## Problem
From the line with "Traffic camera module — count and localize every conifer" up to and including the line with "(0, 103), (240, 180)", arrange the lines below as a JSON list of strings, one string per line, leaving out blank lines.

## Listing

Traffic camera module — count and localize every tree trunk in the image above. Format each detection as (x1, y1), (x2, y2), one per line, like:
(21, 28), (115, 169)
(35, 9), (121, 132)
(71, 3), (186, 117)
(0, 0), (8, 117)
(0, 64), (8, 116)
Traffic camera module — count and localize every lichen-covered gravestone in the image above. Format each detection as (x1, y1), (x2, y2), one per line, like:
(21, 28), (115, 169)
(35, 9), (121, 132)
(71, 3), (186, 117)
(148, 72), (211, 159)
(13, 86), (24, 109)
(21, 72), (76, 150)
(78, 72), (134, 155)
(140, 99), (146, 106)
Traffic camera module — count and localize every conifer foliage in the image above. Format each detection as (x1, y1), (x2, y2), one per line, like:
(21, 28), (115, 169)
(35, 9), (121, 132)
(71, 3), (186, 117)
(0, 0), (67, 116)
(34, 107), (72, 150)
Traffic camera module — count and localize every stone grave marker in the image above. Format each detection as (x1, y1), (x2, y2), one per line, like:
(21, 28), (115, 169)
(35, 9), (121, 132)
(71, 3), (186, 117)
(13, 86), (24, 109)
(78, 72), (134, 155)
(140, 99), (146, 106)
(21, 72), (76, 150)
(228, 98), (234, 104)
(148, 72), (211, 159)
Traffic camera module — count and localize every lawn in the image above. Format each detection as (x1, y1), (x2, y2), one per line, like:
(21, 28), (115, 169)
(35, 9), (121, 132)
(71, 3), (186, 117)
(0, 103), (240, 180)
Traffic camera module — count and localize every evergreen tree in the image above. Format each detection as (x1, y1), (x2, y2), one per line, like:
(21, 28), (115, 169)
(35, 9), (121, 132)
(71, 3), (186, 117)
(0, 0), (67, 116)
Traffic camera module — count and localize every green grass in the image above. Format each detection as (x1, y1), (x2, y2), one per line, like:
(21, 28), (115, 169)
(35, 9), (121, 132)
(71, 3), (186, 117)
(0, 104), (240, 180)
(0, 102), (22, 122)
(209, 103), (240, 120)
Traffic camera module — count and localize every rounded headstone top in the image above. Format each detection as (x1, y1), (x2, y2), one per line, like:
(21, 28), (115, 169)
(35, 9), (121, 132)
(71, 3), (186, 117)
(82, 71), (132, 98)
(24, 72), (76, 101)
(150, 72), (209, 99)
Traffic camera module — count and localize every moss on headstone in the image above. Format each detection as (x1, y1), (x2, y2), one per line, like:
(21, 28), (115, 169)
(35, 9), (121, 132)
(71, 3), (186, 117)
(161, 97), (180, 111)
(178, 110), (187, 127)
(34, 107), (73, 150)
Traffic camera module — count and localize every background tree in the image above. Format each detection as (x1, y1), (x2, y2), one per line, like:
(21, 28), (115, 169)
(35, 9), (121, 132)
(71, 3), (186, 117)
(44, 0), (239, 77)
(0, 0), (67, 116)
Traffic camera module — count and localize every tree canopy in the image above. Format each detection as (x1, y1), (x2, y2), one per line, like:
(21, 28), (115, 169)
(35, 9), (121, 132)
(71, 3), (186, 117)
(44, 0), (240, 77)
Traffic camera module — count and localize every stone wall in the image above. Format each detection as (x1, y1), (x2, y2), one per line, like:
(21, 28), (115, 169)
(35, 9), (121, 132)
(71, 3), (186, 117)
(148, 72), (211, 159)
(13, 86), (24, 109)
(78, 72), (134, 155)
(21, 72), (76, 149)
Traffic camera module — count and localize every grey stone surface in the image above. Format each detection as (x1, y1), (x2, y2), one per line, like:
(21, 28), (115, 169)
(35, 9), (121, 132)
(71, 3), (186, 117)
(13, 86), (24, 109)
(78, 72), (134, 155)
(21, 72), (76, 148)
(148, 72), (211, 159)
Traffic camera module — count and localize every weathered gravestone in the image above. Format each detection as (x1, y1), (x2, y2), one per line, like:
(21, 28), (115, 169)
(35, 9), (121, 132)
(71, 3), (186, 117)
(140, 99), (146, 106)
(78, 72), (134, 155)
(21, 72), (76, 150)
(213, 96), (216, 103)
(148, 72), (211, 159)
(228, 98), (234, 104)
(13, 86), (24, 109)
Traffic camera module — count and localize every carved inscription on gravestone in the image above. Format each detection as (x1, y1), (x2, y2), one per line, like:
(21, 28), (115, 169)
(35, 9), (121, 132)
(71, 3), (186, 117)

## Final answer
[
  "Traffic camera module — count and localize every conifer foliage in the image above. Format each detection as (x1, y1), (x2, y2), one per line, like:",
  "(21, 28), (115, 169)",
  "(35, 9), (121, 132)",
  "(71, 3), (186, 117)",
  "(0, 0), (67, 116)",
  "(34, 107), (72, 150)",
  "Traffic camera module — count and localize every stone grave marker in the image above. Format each detection as (x1, y1), (x2, y2), one per line, like:",
  "(21, 28), (115, 169)",
  "(35, 9), (121, 132)",
  "(71, 3), (186, 117)",
  "(13, 86), (24, 109)",
  "(78, 72), (134, 155)",
  "(140, 99), (146, 106)",
  "(21, 72), (76, 150)",
  "(228, 98), (234, 104)",
  "(148, 72), (211, 159)",
  "Traffic camera module — count and localize every lawn in the image above. Format each detection as (x1, y1), (x2, y2), one per line, like:",
  "(21, 28), (115, 169)",
  "(35, 9), (121, 132)",
  "(71, 3), (186, 117)",
  "(0, 103), (240, 180)"
]